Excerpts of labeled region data

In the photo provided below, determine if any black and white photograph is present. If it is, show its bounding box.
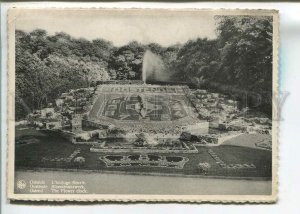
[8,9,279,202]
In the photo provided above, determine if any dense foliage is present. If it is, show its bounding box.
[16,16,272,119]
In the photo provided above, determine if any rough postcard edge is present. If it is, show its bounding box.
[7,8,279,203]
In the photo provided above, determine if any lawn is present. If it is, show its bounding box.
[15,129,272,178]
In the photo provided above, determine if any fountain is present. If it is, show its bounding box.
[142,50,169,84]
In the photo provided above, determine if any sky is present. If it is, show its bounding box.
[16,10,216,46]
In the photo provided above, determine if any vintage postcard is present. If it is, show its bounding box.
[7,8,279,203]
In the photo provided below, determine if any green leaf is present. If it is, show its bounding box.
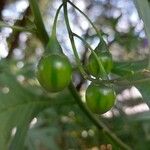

Stated exercise: Convert every line of the items above into a Markdown table with the columns "Row" and "Line," numbering each row and skipping blank lines. Omit the pictures.

Completed exercise:
| Row | Line |
|---|---|
| 1 | In the photo provided below, determine if any black and white photograph is present. If it is, show its bounding box. |
| 2 | [8,9,279,202] |
| 3 | In the photo provided above, determine if any dense foliage is present. If it is, show its bounding box. |
| 4 | [16,16,272,119] |
| 5 | In the photo provided above, determine if any rough postcard edge is present. If it is, show its bounding box. |
| 6 | [7,8,279,203] |
| 7 | In the photo provided above, determine if any lawn is present. If it is, show its bounding box. |
| 8 | [15,129,272,178] |
| 9 | In the photo provided above, determine if any fountain is present. If it is, show its bounding box. |
| 10 | [142,50,169,84] |
| 11 | In the photo provided above, determine if any sky is present. If it is, show its bounding box. |
| 12 | [16,10,216,46] |
| 13 | In the photo provided above, determine if any vintage postcard is present. If it is, show its bounding box. |
| 14 | [7,8,279,203] |
| 15 | In the photo provided below, determine if any green leaf is present. If it is, show its bounding box. |